WORK INSTRUCTIONS - Please continue the seated breathing-awareness exercise below, picking up right after its last line about the shoulder blades.

Getting Yourself Ready to Notice Breathing

by Renee Lindstrom, GCFP @ Inside Awareness, Living in Natures Love Blog & Renee Lindstrom Live

PrintExplore Feldenkrais in 2 ways:
  1. Group Glasses & Workshops called:  Awareness through Movement or ATM (Classes below)
  2. Individual Sessions called:  Functional Integration (for increasing available movement for conditions, injuries, athletes, musicians, dancers and development

Cultivating Awareness through ATM focused upon Breathing

“Preparing yourself to Notice your Breathing”

Take a moment in sitting and notice how you are sitting.  A firm seated chair is the best for this exercise for support and to give you feedback to begin focusing your attention in a particular way.

Start with your focus of attention:

  • Where does your focus go in noticing?
  • Do you notice if you are sitting in a slouched position or the opposite – lower back arched forward?
  •  Do you notice if your weight is on your right buttock or left?
  • Do you feel your feet on the floor?

Pause and simply breathe in and release a few times

Now take a moment and notice your upper body in sitting.  Take your attention to these following areas and simply notice yourself.  Pay attention to when you stop breathing to focus and simply take a breathe as soon as you notice holding it.  Try and continue to breathe through your shifting focus of attention.

  • Are your  arms hanging down from your shoulders softly and loosely?  If not, how can you simply let them go to hang down with your hands resting on your thighs.
  • Are your fingers and palms softly resting on your thighs?
  • Notice your shoulder blades and if they are soft or tense.  If tense, can you soften them while sitting?

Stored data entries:

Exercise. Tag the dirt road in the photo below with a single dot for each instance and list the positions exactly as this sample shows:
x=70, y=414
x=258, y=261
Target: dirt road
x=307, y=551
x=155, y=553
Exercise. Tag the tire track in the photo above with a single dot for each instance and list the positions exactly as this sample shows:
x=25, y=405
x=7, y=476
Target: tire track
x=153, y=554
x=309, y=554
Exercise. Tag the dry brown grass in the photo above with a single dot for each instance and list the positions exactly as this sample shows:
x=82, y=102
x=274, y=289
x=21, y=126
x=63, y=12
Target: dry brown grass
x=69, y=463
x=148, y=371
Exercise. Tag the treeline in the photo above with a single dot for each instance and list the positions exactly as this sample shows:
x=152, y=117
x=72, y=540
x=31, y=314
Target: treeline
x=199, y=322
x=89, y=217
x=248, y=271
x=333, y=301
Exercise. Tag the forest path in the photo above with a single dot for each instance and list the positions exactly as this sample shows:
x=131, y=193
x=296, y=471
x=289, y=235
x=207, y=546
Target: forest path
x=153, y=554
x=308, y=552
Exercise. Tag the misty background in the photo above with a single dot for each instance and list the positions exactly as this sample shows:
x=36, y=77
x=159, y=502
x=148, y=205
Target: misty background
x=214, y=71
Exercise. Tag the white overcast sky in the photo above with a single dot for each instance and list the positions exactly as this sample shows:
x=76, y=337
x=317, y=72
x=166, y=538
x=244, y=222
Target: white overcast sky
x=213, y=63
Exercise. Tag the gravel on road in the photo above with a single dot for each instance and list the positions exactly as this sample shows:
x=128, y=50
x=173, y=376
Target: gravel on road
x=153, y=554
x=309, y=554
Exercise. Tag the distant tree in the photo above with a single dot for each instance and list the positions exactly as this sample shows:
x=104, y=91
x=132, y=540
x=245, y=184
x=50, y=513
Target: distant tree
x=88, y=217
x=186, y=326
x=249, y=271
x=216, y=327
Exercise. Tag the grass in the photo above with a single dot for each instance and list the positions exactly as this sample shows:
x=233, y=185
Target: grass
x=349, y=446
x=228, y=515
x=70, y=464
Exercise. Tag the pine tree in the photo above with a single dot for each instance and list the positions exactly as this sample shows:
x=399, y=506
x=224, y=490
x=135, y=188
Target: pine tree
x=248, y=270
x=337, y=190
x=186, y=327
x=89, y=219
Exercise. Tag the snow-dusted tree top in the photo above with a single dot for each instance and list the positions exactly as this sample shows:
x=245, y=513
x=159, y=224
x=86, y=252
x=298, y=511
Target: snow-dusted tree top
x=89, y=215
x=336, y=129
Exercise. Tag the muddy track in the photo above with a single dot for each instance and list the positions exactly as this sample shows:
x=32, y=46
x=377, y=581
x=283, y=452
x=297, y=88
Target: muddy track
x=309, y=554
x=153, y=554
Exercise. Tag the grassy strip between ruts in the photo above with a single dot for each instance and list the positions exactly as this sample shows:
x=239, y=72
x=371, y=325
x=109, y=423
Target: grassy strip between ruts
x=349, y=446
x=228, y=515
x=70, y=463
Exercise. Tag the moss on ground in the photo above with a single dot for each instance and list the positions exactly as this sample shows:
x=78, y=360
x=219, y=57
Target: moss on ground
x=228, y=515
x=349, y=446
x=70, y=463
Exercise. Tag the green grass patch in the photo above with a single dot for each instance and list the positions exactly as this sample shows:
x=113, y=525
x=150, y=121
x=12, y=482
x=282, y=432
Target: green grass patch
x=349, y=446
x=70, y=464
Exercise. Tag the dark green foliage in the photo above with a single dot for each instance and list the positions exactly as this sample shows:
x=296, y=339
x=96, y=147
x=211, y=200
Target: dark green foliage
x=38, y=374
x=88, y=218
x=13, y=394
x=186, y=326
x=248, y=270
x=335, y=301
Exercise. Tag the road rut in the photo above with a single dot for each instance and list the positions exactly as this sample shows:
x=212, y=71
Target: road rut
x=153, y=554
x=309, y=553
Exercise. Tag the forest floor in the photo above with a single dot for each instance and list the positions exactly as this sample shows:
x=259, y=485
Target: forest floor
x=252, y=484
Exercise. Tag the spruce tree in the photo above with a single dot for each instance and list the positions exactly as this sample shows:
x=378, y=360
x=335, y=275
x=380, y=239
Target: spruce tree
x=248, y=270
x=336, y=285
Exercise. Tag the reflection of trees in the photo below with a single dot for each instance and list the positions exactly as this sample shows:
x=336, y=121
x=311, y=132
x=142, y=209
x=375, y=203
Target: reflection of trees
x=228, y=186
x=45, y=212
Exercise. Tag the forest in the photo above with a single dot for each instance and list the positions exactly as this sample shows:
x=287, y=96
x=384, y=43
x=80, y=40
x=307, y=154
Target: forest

TASK RESULT -
  • Take your attention to your front side in the area opposite of your shoulder blades and notice the tension.  Follow a few breathes in and notice if you breath into this area or not.  If not, slowly soften this area and breathe in and release.
  • Coming up to your neck notice if what part of your neck is in your focus of attention.  Is it the front, the back or one side that stands out?
  • Now notice your head.  Do you sense the front of your head more than the back? Do you sense your head falling forward or backward?    Is your head in a soft position with little movements  or do you notice it locked into one position?

Pause and simply breathe in and release a few times.

Before moving on to ‘Breathing with Spine Support’  or ‘Could raising your shoulder lead to  breathing easier? ‘, take a moment to notice how you perceive yourself in sitting now.  Check in and see if it different than at the beginning.  Notice if you have more of yourself now  in your sensing awareness than you did at the beginning.  Does your attention notice new places?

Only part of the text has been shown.